- WHAT YOU NEED TO DO -
Can you rewrite every row below, putting "draw the boundary of" wherever "trace the outline of" appears and changing nothing else? Leave the pictures out of your answer.

- RECORDS SUPPLIED -
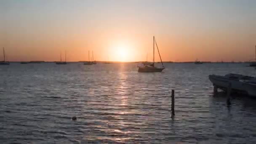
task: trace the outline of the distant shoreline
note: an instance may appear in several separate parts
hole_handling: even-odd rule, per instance
[[[18,63],[26,62],[29,63],[55,63],[58,62],[57,61],[8,61],[12,63]],[[88,62],[88,61],[67,61],[68,63],[83,63]],[[146,62],[146,61],[128,61],[128,62],[124,62],[124,61],[96,61],[98,63],[140,63]],[[221,61],[221,62],[212,62],[212,61],[202,61],[203,63],[248,63],[251,62],[251,61],[240,61],[240,62],[229,62],[229,61]],[[149,63],[152,63],[152,61],[148,61]],[[161,61],[156,61],[156,63],[161,63]],[[174,61],[163,61],[163,63],[194,63],[195,61],[181,61],[181,62],[174,62]]]

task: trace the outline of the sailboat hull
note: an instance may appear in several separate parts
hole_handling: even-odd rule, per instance
[[[56,63],[56,64],[67,64],[66,62],[57,62]]]
[[[10,65],[10,63],[6,62],[0,62],[0,65]]]
[[[83,65],[93,65],[93,63],[90,62],[85,62],[83,63]]]
[[[155,67],[139,67],[138,72],[162,72],[164,68],[157,68]]]

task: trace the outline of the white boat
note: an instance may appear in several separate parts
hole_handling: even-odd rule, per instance
[[[232,91],[256,96],[256,78],[242,75],[229,74],[224,76],[209,75],[209,79],[214,86],[223,91],[227,91],[230,83]]]
[[[241,82],[243,87],[247,92],[248,95],[256,97],[256,78],[248,81]]]
[[[65,51],[65,61],[62,61],[61,59],[61,61],[56,62],[56,64],[67,64],[67,56],[66,55],[66,51]]]
[[[163,66],[163,61],[162,61],[162,58],[161,58],[161,56],[160,55],[160,53],[159,52],[159,49],[157,44],[157,42],[155,39],[155,36],[153,37],[153,63],[152,64],[139,64],[137,65],[137,67],[139,67],[138,70],[138,72],[162,72],[163,70],[165,69]],[[155,66],[155,43],[157,48],[157,51],[158,51],[158,54],[159,54],[159,57],[161,60],[161,62],[162,63],[162,67],[157,67]]]
[[[83,63],[83,65],[93,65],[92,61],[90,61],[90,51],[88,51],[88,61]]]

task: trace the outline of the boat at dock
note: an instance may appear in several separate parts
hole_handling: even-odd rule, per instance
[[[137,67],[139,67],[138,72],[162,72],[163,70],[165,69],[163,66],[163,61],[162,61],[162,58],[161,58],[161,56],[160,55],[160,53],[159,52],[159,49],[157,46],[157,44],[155,39],[155,36],[153,37],[153,63],[152,64],[147,64],[147,63],[141,63],[139,64]],[[161,60],[161,62],[162,63],[162,67],[159,68],[155,67],[155,43],[157,48],[157,51],[158,51],[158,54],[160,57],[160,59]]]
[[[67,56],[66,55],[66,51],[65,51],[65,61],[62,61],[61,59],[61,61],[56,62],[56,64],[67,64]]]
[[[93,63],[90,61],[90,51],[88,51],[88,61],[83,63],[83,65],[93,65]]]
[[[209,79],[215,87],[224,91],[231,84],[232,92],[256,97],[256,78],[242,75],[229,74],[224,76],[211,75]]]
[[[5,53],[4,48],[3,48],[3,61],[0,61],[0,65],[9,65],[10,63],[5,61]]]

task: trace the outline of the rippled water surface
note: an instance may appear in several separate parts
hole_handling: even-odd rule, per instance
[[[166,64],[155,73],[131,64],[0,66],[0,143],[255,144],[256,100],[238,96],[228,108],[208,79],[256,76],[245,65]]]

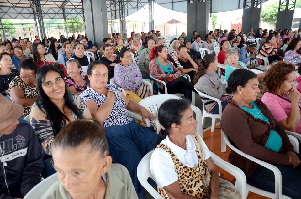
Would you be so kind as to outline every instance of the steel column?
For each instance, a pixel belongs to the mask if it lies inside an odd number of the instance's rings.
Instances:
[[[155,23],[154,21],[154,5],[153,0],[149,0],[148,18],[150,30],[155,30]]]
[[[123,33],[126,33],[126,24],[125,23],[125,15],[124,0],[118,0],[119,7],[119,20],[120,21],[120,32],[122,36]]]
[[[293,26],[296,0],[280,0],[277,15],[276,29],[290,28]]]
[[[68,33],[67,29],[67,23],[66,22],[66,14],[65,13],[65,8],[63,8],[63,17],[64,18],[64,23],[65,25],[65,32],[66,33],[66,38],[68,38]]]

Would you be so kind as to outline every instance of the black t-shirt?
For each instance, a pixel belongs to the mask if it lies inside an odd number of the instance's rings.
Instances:
[[[105,57],[102,57],[100,58],[100,61],[105,62],[109,65],[113,63],[116,63],[117,64],[117,60],[114,59],[114,61],[112,61],[108,59]],[[109,73],[109,78],[111,78],[114,77],[114,69],[115,68],[115,66],[109,66],[110,67],[110,72]]]
[[[187,62],[185,62],[183,61],[178,58],[178,61],[180,64],[182,66],[183,66],[183,67],[184,69],[191,69],[192,68],[192,65],[191,65],[191,63],[190,63],[190,62],[189,61],[187,61]],[[175,61],[174,61],[173,62],[173,65],[174,65],[177,68],[179,66],[180,66],[178,64],[177,64],[176,63]],[[192,82],[193,81],[193,78],[194,77],[194,74],[195,74],[195,71],[194,70],[192,70],[191,71],[188,72],[186,74],[187,74],[190,76],[190,80],[191,80],[191,82]]]

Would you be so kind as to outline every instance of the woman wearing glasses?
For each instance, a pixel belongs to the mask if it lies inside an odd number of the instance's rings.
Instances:
[[[82,38],[82,44],[84,44],[85,51],[89,51],[93,53],[96,53],[97,48],[92,43],[88,43],[88,38],[84,37]]]

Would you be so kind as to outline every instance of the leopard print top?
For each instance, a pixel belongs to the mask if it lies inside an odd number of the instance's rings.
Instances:
[[[32,88],[30,87],[28,84],[24,83],[20,76],[18,76],[14,78],[9,83],[9,86],[8,87],[8,92],[13,87],[17,87],[22,89],[24,93],[24,96],[25,97],[32,98],[39,97],[39,93],[38,92],[38,88],[34,86]],[[9,96],[10,100],[13,103],[13,101],[12,98]],[[31,106],[24,107],[24,111],[22,115],[25,116],[29,115],[30,113],[30,110],[31,109]]]
[[[196,139],[196,136],[195,136]],[[205,175],[206,163],[202,154],[197,149],[196,152],[198,159],[198,163],[194,168],[184,165],[179,160],[168,147],[161,144],[157,148],[161,148],[169,154],[175,164],[175,169],[178,175],[179,184],[182,193],[192,196],[197,198],[208,198],[202,182],[203,176]],[[165,199],[170,198],[163,187],[158,187],[158,192]]]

- THE SOLUTION -
task: draw the boundary of the distant shoreline
note: an instance may appear in several separate parts
hole_handling: even-odd rule, per instance
[[[18,63],[26,62],[29,63],[55,63],[58,62],[57,61],[8,61],[12,63]],[[88,62],[88,61],[67,61],[68,63],[83,63]],[[146,62],[146,61],[128,61],[128,62],[124,62],[124,61],[96,61],[98,63],[140,63]],[[221,61],[221,62],[212,62],[212,61],[202,61],[203,63],[248,63],[251,62],[251,61],[240,61],[240,62],[229,62],[229,61]],[[149,63],[152,63],[152,61],[148,61]],[[161,61],[156,61],[156,63],[161,63]],[[174,61],[163,61],[163,63],[194,63],[195,61],[181,61],[181,62],[174,62]]]

task: draw the boundary of the sailboat hull
note: an instance may appear in several separate parts
hole_handling: even-odd rule, per instance
[[[56,63],[56,64],[67,64],[66,62],[57,62]]]
[[[10,65],[10,63],[6,62],[0,62],[0,65]]]
[[[83,65],[93,65],[93,63],[90,62],[85,62],[83,63]]]
[[[155,67],[139,67],[138,72],[162,72],[164,68],[157,68]]]

task: draw the boundary of the white boat
note: an instance may appear in several separate parts
hole_handling: even-odd rule, per instance
[[[232,91],[256,96],[256,78],[242,75],[229,74],[224,76],[209,75],[209,79],[214,86],[223,91],[227,91],[230,83]]]
[[[241,82],[243,87],[247,92],[248,95],[256,97],[256,78],[248,81]]]
[[[65,51],[65,61],[62,61],[61,59],[61,61],[56,62],[56,64],[67,64],[67,56],[66,55],[66,51]]]
[[[163,66],[163,61],[162,61],[162,58],[161,58],[161,56],[160,55],[160,53],[159,52],[159,49],[157,44],[157,42],[155,39],[155,36],[153,37],[153,63],[152,64],[139,64],[137,65],[137,67],[139,67],[138,70],[138,72],[162,72],[163,70],[165,69]],[[155,66],[155,43],[157,48],[157,51],[158,51],[158,54],[159,54],[159,57],[161,60],[161,62],[162,63],[162,67],[157,67]]]
[[[83,63],[83,65],[93,65],[92,61],[90,61],[90,51],[88,51],[88,61]]]

task: draw the boundary of the boat at dock
note: an instance may appear in several separate parts
hole_handling: even-odd rule, per instance
[[[137,67],[139,67],[138,72],[162,72],[163,70],[165,69],[163,66],[163,61],[162,61],[162,58],[161,58],[161,56],[160,55],[160,53],[159,52],[159,49],[157,46],[157,44],[155,39],[155,36],[153,37],[153,63],[152,64],[147,64],[147,63],[141,63],[139,64]],[[161,60],[161,62],[162,63],[162,67],[159,68],[155,67],[155,43],[157,48],[157,51],[158,51],[158,54],[160,57],[160,59]]]
[[[67,56],[66,55],[66,51],[65,51],[65,61],[62,61],[61,59],[61,61],[56,62],[56,64],[67,64]]]
[[[93,63],[90,61],[90,51],[88,51],[88,61],[83,63],[83,65],[93,65]]]
[[[209,79],[215,87],[224,91],[231,84],[232,92],[256,97],[256,78],[242,75],[229,74],[224,76],[211,75]]]
[[[5,53],[4,48],[3,48],[3,61],[0,61],[0,65],[9,65],[10,63],[5,61]]]

task: draw the boundary of the rippled water surface
note: an instance may appear in several separate parts
hole_handling: even-odd rule, per instance
[[[166,64],[155,73],[131,64],[0,66],[0,143],[255,144],[256,100],[238,96],[228,108],[208,79],[256,76],[245,65]]]

Would you be so kind as to outline every instance of the steel column?
For each instance, a pixel belongs to the mask if it lies inside an odd number of the instance's rings.
Instances:
[[[155,23],[154,21],[154,5],[153,0],[149,0],[148,18],[150,30],[155,30]]]
[[[123,33],[126,33],[126,24],[125,23],[125,15],[124,0],[118,0],[119,7],[119,20],[120,21],[120,32],[122,36]]]
[[[293,26],[296,0],[280,0],[277,15],[276,29],[290,28]]]
[[[68,33],[67,29],[67,23],[66,22],[66,14],[65,13],[65,8],[63,8],[63,17],[64,18],[64,23],[65,25],[65,32],[66,33],[66,38],[68,38]]]

Would you be so kind as to outline every instance of the black t-shirt?
For each instance, a pixel belongs to the mask if it lies inside an odd number of the instance's rings.
Instances:
[[[105,57],[102,57],[100,58],[100,61],[105,62],[109,65],[113,63],[116,63],[117,64],[117,60],[114,59],[114,61],[112,61],[108,59]],[[109,73],[109,78],[111,78],[114,77],[114,69],[115,68],[115,66],[109,66],[110,67],[110,72]]]
[[[187,62],[185,62],[183,61],[178,58],[178,61],[180,64],[182,66],[183,66],[183,67],[184,69],[191,69],[192,68],[192,65],[191,65],[191,63],[190,63],[190,62],[189,61],[187,61]],[[175,61],[174,61],[173,62],[173,65],[174,65],[177,68],[179,66],[180,66],[178,64],[177,64],[176,63]],[[192,82],[193,81],[193,78],[194,77],[194,74],[195,74],[195,71],[194,70],[192,70],[191,71],[188,72],[186,74],[187,74],[190,76],[190,80],[191,80],[191,82]]]

Would you be so kind as to outline every instance of the woman wearing glasses?
For each instance, a pixel belongs to the mask if it lies inside an odd number of the instance's rings.
Instances:
[[[82,38],[82,44],[84,44],[85,51],[89,51],[93,53],[96,53],[97,48],[92,43],[88,43],[88,38],[84,37]]]

Would you be so kind as to outline every instance of the leopard print top?
For each instance, a pixel belongs to the mask if it lies inside an odd number of the instance's rings.
Instances:
[[[32,88],[30,87],[28,84],[24,83],[20,76],[18,76],[14,78],[9,83],[9,86],[8,87],[8,92],[13,87],[17,87],[22,89],[24,93],[24,96],[25,97],[32,98],[39,97],[39,93],[38,92],[38,88],[34,86]],[[9,96],[10,100],[13,103],[13,101],[12,98]],[[31,106],[24,107],[24,111],[22,115],[25,116],[29,115],[30,113],[30,110],[31,109]]]
[[[196,139],[196,136],[195,136]],[[205,175],[206,163],[202,154],[197,149],[196,152],[198,159],[198,163],[194,168],[184,165],[179,160],[168,147],[161,144],[157,148],[161,148],[169,154],[175,164],[175,169],[178,175],[179,184],[182,193],[192,196],[197,198],[208,198],[202,182],[203,176]],[[165,199],[170,198],[163,187],[158,187],[158,192]]]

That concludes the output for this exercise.